#### INFORMATION SUPPLIED ####

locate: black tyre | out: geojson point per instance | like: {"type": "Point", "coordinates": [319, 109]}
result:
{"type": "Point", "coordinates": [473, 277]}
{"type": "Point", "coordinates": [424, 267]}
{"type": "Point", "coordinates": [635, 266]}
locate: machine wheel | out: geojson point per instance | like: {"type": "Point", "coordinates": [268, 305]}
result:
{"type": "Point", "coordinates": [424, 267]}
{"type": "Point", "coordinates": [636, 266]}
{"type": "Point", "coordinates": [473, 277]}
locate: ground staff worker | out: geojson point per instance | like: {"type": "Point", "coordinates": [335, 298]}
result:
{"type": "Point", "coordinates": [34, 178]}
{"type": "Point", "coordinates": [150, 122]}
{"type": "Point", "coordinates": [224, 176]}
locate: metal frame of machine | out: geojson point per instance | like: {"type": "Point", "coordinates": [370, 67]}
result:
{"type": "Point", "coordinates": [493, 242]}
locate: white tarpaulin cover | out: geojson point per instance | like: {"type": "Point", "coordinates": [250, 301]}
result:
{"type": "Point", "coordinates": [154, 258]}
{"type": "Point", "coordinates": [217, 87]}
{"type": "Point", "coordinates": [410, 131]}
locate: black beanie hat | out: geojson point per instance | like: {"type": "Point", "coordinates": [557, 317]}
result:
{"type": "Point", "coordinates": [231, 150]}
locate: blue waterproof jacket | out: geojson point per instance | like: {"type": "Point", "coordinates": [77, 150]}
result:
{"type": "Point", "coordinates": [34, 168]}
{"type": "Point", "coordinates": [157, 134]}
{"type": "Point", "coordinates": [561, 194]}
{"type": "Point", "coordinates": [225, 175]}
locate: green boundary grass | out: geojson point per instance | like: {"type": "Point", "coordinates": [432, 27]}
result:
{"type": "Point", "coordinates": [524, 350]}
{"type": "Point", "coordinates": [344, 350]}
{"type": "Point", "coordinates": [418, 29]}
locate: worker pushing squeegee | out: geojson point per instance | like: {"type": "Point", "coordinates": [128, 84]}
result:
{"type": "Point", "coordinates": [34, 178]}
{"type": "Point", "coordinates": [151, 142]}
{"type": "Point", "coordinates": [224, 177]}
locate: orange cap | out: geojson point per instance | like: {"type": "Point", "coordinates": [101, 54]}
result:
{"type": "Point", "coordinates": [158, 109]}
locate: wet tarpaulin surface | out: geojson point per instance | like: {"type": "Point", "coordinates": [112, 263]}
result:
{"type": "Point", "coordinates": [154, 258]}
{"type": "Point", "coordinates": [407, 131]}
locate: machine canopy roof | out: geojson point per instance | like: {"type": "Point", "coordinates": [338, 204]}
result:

####

**WHAT TO PRODUCE:** Copy the entries above exactly, leaving none out.

**OUTPUT BELOW:**
locate: black tyre | out: geojson point per instance | like: {"type": "Point", "coordinates": [319, 109]}
result:
{"type": "Point", "coordinates": [473, 277]}
{"type": "Point", "coordinates": [424, 267]}
{"type": "Point", "coordinates": [635, 266]}
locate: machine wheel | out: geojson point per instance | like: {"type": "Point", "coordinates": [268, 305]}
result:
{"type": "Point", "coordinates": [424, 267]}
{"type": "Point", "coordinates": [636, 266]}
{"type": "Point", "coordinates": [473, 277]}
locate: ground staff worker | out: geojson point per instance | like: {"type": "Point", "coordinates": [335, 298]}
result:
{"type": "Point", "coordinates": [34, 178]}
{"type": "Point", "coordinates": [150, 122]}
{"type": "Point", "coordinates": [224, 176]}
locate: metal frame of machine | out: geojson point per instance | like: {"type": "Point", "coordinates": [370, 67]}
result:
{"type": "Point", "coordinates": [493, 242]}
locate: white tarpaulin cover | out: geojson point per instance | like: {"type": "Point", "coordinates": [250, 301]}
result:
{"type": "Point", "coordinates": [154, 258]}
{"type": "Point", "coordinates": [217, 87]}
{"type": "Point", "coordinates": [410, 131]}
locate: black beanie hat | out: geojson point per instance | like: {"type": "Point", "coordinates": [557, 317]}
result:
{"type": "Point", "coordinates": [231, 150]}
locate: blue waterproof jacket | out: geojson point per instance | like: {"type": "Point", "coordinates": [77, 150]}
result:
{"type": "Point", "coordinates": [34, 168]}
{"type": "Point", "coordinates": [157, 134]}
{"type": "Point", "coordinates": [561, 194]}
{"type": "Point", "coordinates": [225, 175]}
locate: green boundary grass | out: geojson point per instance | like: {"type": "Point", "coordinates": [432, 27]}
result:
{"type": "Point", "coordinates": [524, 350]}
{"type": "Point", "coordinates": [344, 350]}
{"type": "Point", "coordinates": [418, 29]}
locate: worker pushing squeegee | out: geojson point per instance | like: {"type": "Point", "coordinates": [128, 84]}
result:
{"type": "Point", "coordinates": [34, 178]}
{"type": "Point", "coordinates": [151, 142]}
{"type": "Point", "coordinates": [224, 177]}
locate: orange cap | out: geojson point per instance | like: {"type": "Point", "coordinates": [101, 54]}
result:
{"type": "Point", "coordinates": [158, 109]}
locate: wet tarpaulin surface | out: geojson point per instance | like: {"type": "Point", "coordinates": [112, 263]}
result:
{"type": "Point", "coordinates": [154, 258]}
{"type": "Point", "coordinates": [407, 131]}
locate: machine canopy roof | out: geojson point per instance | like: {"type": "Point", "coordinates": [338, 204]}
result:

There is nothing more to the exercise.